═════ RECORD EXTRACTS

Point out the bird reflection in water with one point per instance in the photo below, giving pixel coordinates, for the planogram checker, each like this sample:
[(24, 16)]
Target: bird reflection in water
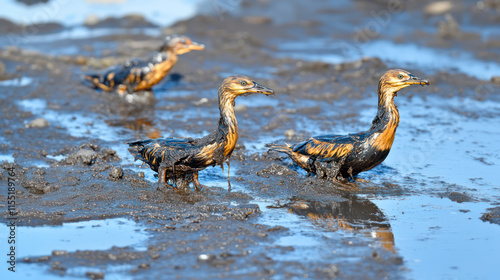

══════════
═════ RECORD EXTRACTS

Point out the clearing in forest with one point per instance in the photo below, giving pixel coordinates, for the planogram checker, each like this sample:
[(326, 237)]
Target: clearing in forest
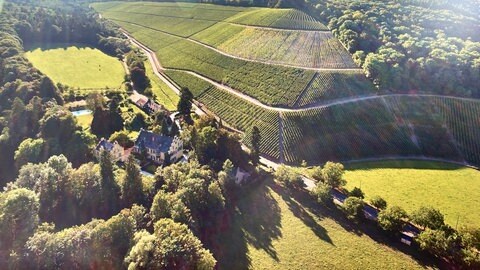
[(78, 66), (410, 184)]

══════════
═════ RECORD EXTRACTS

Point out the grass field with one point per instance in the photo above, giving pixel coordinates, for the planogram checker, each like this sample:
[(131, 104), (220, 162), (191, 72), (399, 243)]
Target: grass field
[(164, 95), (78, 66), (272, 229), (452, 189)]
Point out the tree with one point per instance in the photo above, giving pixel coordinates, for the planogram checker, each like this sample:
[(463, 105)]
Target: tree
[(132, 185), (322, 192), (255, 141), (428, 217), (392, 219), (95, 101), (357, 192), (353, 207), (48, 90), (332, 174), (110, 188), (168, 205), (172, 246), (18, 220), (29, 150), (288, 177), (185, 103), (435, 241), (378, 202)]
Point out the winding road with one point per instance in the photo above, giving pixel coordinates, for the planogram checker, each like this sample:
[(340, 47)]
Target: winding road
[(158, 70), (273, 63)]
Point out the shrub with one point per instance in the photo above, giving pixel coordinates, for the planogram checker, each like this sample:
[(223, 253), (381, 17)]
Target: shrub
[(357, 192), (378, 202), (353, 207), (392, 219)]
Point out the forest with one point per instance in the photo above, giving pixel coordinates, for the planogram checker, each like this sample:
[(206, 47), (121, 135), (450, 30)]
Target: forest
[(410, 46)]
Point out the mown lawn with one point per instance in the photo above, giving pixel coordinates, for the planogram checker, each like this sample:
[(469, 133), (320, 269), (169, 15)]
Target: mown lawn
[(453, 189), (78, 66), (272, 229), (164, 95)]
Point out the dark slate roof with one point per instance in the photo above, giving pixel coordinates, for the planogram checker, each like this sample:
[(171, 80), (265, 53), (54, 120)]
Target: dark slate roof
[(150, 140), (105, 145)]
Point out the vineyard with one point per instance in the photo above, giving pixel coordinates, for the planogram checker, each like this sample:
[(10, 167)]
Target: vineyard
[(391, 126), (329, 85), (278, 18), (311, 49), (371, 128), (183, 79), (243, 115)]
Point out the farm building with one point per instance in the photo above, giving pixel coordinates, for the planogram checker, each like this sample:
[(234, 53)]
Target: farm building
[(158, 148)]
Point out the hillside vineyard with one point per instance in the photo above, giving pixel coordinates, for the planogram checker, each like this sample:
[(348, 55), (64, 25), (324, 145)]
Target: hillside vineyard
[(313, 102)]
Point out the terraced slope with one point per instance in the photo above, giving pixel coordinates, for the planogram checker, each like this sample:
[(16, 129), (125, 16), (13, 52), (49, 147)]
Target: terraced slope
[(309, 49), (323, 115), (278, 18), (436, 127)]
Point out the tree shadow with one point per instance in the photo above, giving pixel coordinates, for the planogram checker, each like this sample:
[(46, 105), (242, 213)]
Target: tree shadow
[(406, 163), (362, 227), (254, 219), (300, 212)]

══════════

Please repeat, word for word, the stretch of the items above from the line containing "Point out the mown" through the line containing "[(406, 163), (362, 227), (254, 219), (300, 212)]".

• OUTPUT OF THE TASK:
Point out the mown lawn with one point per instance in the photo above, giving pixel coordinates, for the planogram checker, each like this sample:
[(469, 133), (320, 269), (169, 15)]
Target: mown lawn
[(453, 189), (78, 66), (272, 229), (164, 95)]
Point out the dark slate roof with one point per instance in the photo above, giving pixel coordinates, for the planogram checker, each like this sample:
[(171, 80), (265, 53), (54, 120)]
Target: dark slate roof
[(150, 140), (105, 145)]
Point out the vineyard with one point per instance in the photo above, giving pixel coordinates, for the planogram checker, each like this sample:
[(10, 167)]
Target: vineyard
[(391, 126), (329, 85), (278, 18), (311, 49), (371, 128), (183, 79), (243, 115)]
Point out the farm building with one point per instance in the photo above, giving pixel coordinates, for the planogram checker, each like this sample:
[(234, 53)]
Target: farm building
[(158, 148)]
Point out the hillside vineyard with one point per instance in the photo above, giving pixel coordinates, for the planogram checker, each like this sample:
[(348, 55), (64, 25), (324, 145)]
Target: hillside vineyard
[(313, 102)]
Point out the terraced slope with one point per instance in the photo above, giving pixel coordinates, for the planogram checker, each like this sample:
[(16, 129), (125, 16), (13, 52), (49, 147)]
Target: terraced slope
[(309, 49), (323, 115), (278, 18), (436, 127)]
Point out the tree shadow with one point per instance in the photo above, giving pixel coordinates, for the planogram checker, each like this sample:
[(46, 105), (242, 213)]
Target: tree shadow
[(406, 163), (362, 227), (254, 219), (300, 212)]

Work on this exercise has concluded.